▶ _Work to complete_:
Each line at or after the one containing "Target: paving slab" should be transcribed exactly, up to and including the final line of the data.

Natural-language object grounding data
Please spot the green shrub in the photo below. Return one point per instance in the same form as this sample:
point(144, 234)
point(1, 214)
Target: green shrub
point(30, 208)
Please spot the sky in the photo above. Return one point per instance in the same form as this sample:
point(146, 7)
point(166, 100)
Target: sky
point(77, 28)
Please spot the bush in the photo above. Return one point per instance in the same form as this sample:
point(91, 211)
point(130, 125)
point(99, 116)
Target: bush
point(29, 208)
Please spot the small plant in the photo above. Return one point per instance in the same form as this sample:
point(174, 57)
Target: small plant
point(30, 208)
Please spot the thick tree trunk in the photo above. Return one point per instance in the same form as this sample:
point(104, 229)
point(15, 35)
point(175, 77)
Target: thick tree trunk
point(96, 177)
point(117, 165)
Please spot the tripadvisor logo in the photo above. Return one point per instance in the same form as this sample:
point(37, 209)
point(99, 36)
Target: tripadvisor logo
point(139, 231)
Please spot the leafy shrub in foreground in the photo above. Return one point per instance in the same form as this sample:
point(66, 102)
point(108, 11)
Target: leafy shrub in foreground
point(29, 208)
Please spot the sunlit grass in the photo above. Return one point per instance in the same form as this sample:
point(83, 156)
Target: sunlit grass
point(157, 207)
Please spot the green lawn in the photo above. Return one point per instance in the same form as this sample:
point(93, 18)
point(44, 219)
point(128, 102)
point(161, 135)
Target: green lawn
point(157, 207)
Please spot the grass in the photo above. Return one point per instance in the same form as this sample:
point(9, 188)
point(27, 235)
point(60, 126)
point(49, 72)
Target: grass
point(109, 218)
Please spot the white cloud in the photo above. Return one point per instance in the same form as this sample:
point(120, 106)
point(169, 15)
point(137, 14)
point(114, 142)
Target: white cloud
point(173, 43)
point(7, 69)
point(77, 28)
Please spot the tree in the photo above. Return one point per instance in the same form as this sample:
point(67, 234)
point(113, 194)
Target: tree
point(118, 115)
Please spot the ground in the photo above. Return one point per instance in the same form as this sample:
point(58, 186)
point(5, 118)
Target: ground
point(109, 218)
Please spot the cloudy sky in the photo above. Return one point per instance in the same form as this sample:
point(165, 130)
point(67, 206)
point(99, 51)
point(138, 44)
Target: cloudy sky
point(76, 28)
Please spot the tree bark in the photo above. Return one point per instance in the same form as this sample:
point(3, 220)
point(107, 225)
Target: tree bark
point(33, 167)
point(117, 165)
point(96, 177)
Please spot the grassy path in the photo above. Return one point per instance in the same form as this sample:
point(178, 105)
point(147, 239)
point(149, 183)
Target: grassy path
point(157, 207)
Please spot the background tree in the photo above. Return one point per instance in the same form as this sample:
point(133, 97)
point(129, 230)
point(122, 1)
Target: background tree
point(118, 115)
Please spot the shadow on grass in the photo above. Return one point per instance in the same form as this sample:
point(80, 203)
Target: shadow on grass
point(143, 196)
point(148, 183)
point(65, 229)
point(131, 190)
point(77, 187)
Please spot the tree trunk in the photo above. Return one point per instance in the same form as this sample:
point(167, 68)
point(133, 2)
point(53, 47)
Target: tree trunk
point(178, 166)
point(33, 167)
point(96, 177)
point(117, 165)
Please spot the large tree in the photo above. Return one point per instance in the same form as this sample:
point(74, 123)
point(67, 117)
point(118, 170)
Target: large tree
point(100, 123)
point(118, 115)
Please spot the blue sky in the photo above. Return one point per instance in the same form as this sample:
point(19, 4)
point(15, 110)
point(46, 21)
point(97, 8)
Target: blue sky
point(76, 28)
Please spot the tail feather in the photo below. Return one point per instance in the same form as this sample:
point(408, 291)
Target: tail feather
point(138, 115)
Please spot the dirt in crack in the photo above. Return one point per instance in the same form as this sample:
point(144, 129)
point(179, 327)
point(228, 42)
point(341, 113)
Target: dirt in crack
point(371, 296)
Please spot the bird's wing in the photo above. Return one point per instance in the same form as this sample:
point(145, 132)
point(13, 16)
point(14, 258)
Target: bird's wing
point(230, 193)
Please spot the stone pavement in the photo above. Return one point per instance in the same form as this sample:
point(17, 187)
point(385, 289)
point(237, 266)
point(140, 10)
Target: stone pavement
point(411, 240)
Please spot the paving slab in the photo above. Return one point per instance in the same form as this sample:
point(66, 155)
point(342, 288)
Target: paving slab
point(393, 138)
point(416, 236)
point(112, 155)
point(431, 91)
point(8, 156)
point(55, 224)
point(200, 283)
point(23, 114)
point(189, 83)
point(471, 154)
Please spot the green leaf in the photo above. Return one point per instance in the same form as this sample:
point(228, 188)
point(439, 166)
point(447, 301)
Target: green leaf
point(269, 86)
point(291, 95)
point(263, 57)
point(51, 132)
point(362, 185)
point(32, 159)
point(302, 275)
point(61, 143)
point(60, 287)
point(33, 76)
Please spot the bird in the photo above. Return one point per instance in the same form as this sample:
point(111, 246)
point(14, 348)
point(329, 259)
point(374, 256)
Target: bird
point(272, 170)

▶ _Result of this exercise_:
Target: paving slab
point(393, 138)
point(416, 236)
point(112, 155)
point(431, 91)
point(8, 156)
point(55, 224)
point(200, 283)
point(23, 114)
point(189, 83)
point(471, 154)
Please spot the green leaf in the photo above. Return one point per instance in the same form as this sample:
point(228, 188)
point(439, 166)
point(447, 301)
Target: green leaf
point(269, 86)
point(291, 95)
point(263, 57)
point(51, 132)
point(362, 185)
point(32, 159)
point(302, 275)
point(61, 143)
point(60, 287)
point(33, 76)
Please spot the bird in the photo above. Return one point per instance in the same form as this sample:
point(111, 246)
point(14, 348)
point(329, 259)
point(374, 256)
Target: bird
point(272, 170)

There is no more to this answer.